## Instructions to follow
All entries need to be written out verbatim, with pictures omitted.

Excerpts from a dataset
※
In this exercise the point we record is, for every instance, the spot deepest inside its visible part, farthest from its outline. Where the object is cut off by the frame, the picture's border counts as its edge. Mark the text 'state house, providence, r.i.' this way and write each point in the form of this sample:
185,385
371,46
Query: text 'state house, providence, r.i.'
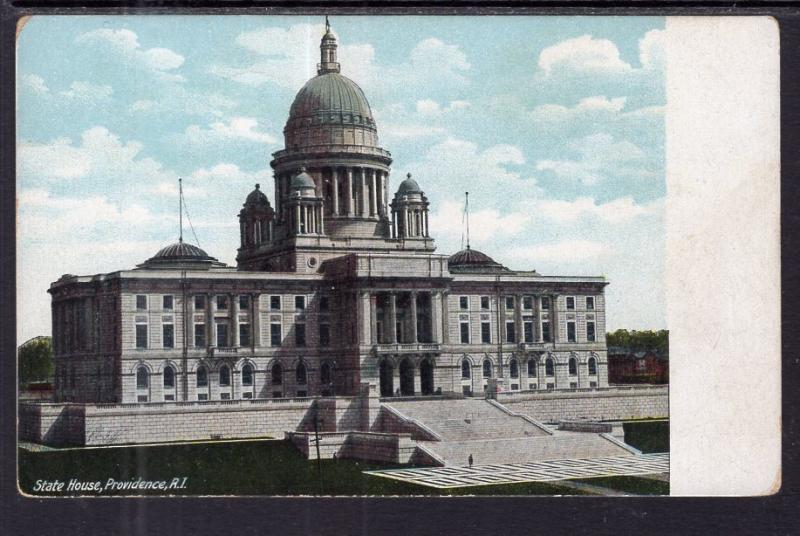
337,285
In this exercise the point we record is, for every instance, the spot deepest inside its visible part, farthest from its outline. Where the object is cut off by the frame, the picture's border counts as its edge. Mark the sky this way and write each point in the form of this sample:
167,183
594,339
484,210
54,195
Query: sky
555,126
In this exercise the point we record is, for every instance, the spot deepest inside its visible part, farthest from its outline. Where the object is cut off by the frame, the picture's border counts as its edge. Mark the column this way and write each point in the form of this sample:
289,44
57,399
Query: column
335,180
350,200
414,317
392,318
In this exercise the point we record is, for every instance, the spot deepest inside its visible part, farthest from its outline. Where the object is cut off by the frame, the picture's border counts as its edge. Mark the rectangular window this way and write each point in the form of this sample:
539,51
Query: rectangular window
527,325
168,332
222,335
325,335
141,335
200,335
244,334
511,335
300,335
275,336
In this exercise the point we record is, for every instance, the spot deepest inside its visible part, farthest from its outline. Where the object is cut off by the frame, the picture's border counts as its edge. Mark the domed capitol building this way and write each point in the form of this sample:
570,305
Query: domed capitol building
337,285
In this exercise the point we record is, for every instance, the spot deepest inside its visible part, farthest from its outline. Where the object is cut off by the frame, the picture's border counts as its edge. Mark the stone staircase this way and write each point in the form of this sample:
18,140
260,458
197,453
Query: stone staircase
494,435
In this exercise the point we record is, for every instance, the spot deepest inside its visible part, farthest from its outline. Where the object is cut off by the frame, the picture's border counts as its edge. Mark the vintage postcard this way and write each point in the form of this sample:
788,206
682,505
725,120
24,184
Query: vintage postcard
356,255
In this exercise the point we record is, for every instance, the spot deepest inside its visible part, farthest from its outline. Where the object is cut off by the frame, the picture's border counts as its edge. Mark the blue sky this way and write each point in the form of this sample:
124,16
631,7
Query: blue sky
555,125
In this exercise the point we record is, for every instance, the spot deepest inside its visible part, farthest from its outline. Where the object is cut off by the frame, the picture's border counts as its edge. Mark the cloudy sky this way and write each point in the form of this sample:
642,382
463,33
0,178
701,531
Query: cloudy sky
554,125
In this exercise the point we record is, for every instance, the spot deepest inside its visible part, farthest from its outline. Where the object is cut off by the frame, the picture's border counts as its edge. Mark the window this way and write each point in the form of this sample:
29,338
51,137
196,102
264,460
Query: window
141,335
222,335
300,334
527,328
511,335
224,376
247,374
486,332
571,331
168,333
275,334
277,374
202,376
200,335
169,377
141,378
325,335
465,332
244,334
301,374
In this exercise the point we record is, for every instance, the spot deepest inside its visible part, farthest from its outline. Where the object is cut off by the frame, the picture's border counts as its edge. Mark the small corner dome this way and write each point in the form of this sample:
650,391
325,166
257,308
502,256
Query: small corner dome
409,186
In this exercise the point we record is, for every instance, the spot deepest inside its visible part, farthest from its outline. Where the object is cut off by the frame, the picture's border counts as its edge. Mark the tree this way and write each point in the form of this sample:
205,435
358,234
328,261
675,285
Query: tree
35,361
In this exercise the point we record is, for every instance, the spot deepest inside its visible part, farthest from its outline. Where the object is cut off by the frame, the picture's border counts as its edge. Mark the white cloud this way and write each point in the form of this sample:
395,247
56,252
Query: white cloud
35,83
158,61
88,91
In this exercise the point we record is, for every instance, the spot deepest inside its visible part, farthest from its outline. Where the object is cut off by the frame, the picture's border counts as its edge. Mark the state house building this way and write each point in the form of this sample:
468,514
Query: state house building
336,284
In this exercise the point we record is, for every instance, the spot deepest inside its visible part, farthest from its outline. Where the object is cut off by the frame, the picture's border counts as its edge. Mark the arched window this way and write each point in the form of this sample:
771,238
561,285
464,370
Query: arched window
224,375
325,374
277,374
141,378
531,368
202,376
247,374
301,374
169,377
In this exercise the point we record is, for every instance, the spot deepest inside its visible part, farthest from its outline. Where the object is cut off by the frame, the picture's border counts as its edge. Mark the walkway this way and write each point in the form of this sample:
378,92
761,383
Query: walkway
542,471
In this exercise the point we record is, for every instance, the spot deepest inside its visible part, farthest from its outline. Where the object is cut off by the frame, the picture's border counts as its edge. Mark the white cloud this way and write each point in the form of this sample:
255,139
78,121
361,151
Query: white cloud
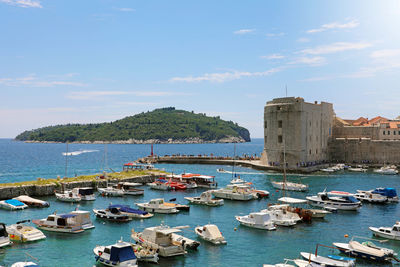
244,31
303,40
275,34
32,81
335,25
85,95
125,9
335,47
23,3
273,56
313,61
225,76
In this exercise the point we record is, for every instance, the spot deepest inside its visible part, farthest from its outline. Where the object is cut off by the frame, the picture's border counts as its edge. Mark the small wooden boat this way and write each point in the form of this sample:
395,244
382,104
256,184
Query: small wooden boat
4,238
210,233
32,202
120,254
12,204
24,233
112,214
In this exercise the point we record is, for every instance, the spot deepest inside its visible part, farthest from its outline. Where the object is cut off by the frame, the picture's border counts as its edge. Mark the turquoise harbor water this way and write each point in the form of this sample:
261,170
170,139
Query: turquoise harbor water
246,246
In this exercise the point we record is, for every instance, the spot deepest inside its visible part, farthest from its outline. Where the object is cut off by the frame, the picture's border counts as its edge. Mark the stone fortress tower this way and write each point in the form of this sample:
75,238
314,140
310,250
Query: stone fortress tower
299,129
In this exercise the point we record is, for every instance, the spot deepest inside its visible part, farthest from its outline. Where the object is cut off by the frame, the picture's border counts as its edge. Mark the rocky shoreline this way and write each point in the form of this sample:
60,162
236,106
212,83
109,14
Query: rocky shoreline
※
## Task output
In this exercise the point we record is, for every instance, the spot deepest inside its visible part, farthest from its outline. Where the object is cut off by the frame, the picture's border counts as its edge. Mark the text 'state house, providence, r.i.' this way and write each point in the form of this sample:
185,385
371,46
Query: text 'state house, providence, r.i.'
337,285
In this exercise the point we record is, for every instance, the spot deepest inside its visible part, farthest from its outline. Where the object is cut off by the frame, the picture's border counts as its edge. Mark the sky this way and write each point in the form of this sample:
167,183
594,339
484,210
54,195
Query: sky
555,126
In this exercise the point we record is, for every instance, the spot deepest inside its visible part, farthest from its outline. Where the object is cut off by the frame, the picture's border counts as its edge. Mark the column this way and write each point in the form of this sample:
289,44
57,399
Query: column
335,180
350,200
414,317
392,318
In this exercise the point we record is, for every instance, the spot deepest inside its visible part, farthest from its outline. Where the object is cut off by the frame, the picture's border counts as its edge. Mark the rectangular window this way and write each point in the form of this sample:
539,51
Query: rectangular window
527,325
168,332
222,335
325,335
141,335
200,335
244,334
511,335
300,335
275,336
In this exercise the point we record is, for every instance, the spot deepest inside its visible part, farthest from its outline. Where the object is cut off by the frame, the picture's border counts as its edge. Mark the domed capitol building this way and write each point in the form of this sample:
570,305
Query: domed capitol building
337,285
In this exercise the point we record is, for every instance, the spot deepest inside its visible part, farthest from its outline. Where the object is cut off by the frame, the picture's border counts as its edge. Mark the stone staircase this way and write each point in the form of this sample:
18,140
260,458
197,453
Query: stone staircase
494,435
In this exercise the point we record is, for every instance, the spot deepest inside its visible part, farthest from its outline. Where the object is cut off by the frame, the picture's border counts as its edge. Mark the vintage postcard this way and write each point in the form of this sample:
788,206
682,505
725,120
24,184
Query: vintage postcard
356,255
In this exercise the point we record is, for every instance, the spot deepest inside its visible part, farthest from its outline. Where the object is cut off by the frame, the picture's border counts as its edge. Mark the blue sky this way and write each point in the form of this sample:
124,16
631,7
Query: blue sky
555,125
In this exercise the point we record is, for every instance, the spot deepest inside its visible part, farthest from its outline. Where the object is cut off by the frame, the picture's border counts as its edge. Mark the cloudy sky this way and write each point in the form of this sample:
642,382
463,33
0,178
701,531
Query: cloudy sky
554,125
In this exercise the point we record is, for every instance, the spot deepest inside its visible part, farthest from its outline. Where the object is cut off by the frame, the picture's border counts as its edge. Mark the window this way and write each point in the form of this sample:
29,338
51,137
196,102
264,460
Query: window
141,335
222,335
300,334
527,328
511,335
224,376
247,374
486,332
571,331
168,333
275,334
277,374
202,376
200,335
169,377
141,378
325,335
465,332
244,334
301,374
In this exercise the point we record is, for every instance, the spot deepest inside its visible part, farthest from its outline. Where the object is cut off by the frame, the picture's border counts as its edge. Mark the small corner dome this way and write each point in the form of this sample:
650,391
325,166
257,308
502,256
Query: small corner dome
409,186
In this exercise the point we record is, for every instance, the spot deepest inside its visible part, farthest from its outline. Where the object is cut off by the frame, the picture's border counts as its edge. Mark the tree this way and write each point in the form of this sample:
205,435
358,234
328,261
675,285
Query: tree
35,361
In this exercise the point we record is, for every instance, the spot deepest inside its visible part, farthest from its outline. Where the object is cut off by the frame, the picture's border counts as its edge. Mark the white cloud this way and write each point in the form of this sample:
395,247
56,252
Query: white cloud
35,83
158,61
88,91
In this exercise the point we record is, for every instance, the spot deepest inside its visible part, farthest from its outline. Where the object is cut off by the frame, the picture's border counts as its edge. Mark the state house building this way and write each point in the form of this sample:
468,514
Query: state house building
336,284
In this exercise the point we record is, for every instance, the spot deepest inside its visible part, farthest from its outline. Where the object is cut off by the frame, the picture's border counts as its edge. Mark the arched window this way and write each point in the form of this sample:
771,238
561,285
464,370
Query: arched window
224,375
325,374
277,374
141,378
531,368
202,376
247,374
301,374
169,377
In this exercise the point we record is, for every instance, the spot deepest inside its visible part, farthest from its outline. Where the object is cut off by the frame, the picture's border counts as its edge. Mark the walkway this way and write each point in the form of this sample:
378,92
761,383
Query: walkway
542,471
In this exercise the point we record is, for every instance, the spot deepest inside its visible part, farthest from its outline. Where the object is cut off by the frame, the picture's border counts as its edge. Mark the white cloud this way and write each point in the form of this sample:
255,139
78,121
361,151
Query: white cloud
244,31
303,40
275,34
32,81
335,25
85,95
125,9
335,47
23,3
273,56
313,61
225,76
In this exercise the point we record is, for every instance, the spot deepest inside its visible part, farthest from its outline. Where the object is cut off by the frame, the picture's border counts as its edge. Mark the small wooden boat this way and write each point in the form of this sample:
395,244
382,104
256,184
Query: small wooden boat
4,238
210,233
32,202
120,254
12,204
24,233
112,214
In this exercise the point we record is, for every instance, the spot deepest inside its visible part, farthest from its outline. Where the object is cut off by the frame, the picture's border counts as its edge. Mark the turquoise harbor water this way and write each point in the form of this sample:
261,170
170,139
Query: turquoise harbor water
246,246
In this exercise the point we record is, for every instance, the spot deepest inside its visible part, farthest from its outline. Where the object is cut off by the frame, the picture's border counts as its edge. Mark the stone fortress tower this way and write each point in the form of this sample:
75,238
314,140
310,250
Query: stone fortress tower
299,129
In this exercise the point we record is, for every instance, the spot deepest inside its visible part, farthest from its outline. Where the object is cut off by the frame, the picture's border counts as its edge. Mark the rocky shoreline this way and write each point in the form of this sample:
60,162
236,106
212,83
109,14
Query: rocky shoreline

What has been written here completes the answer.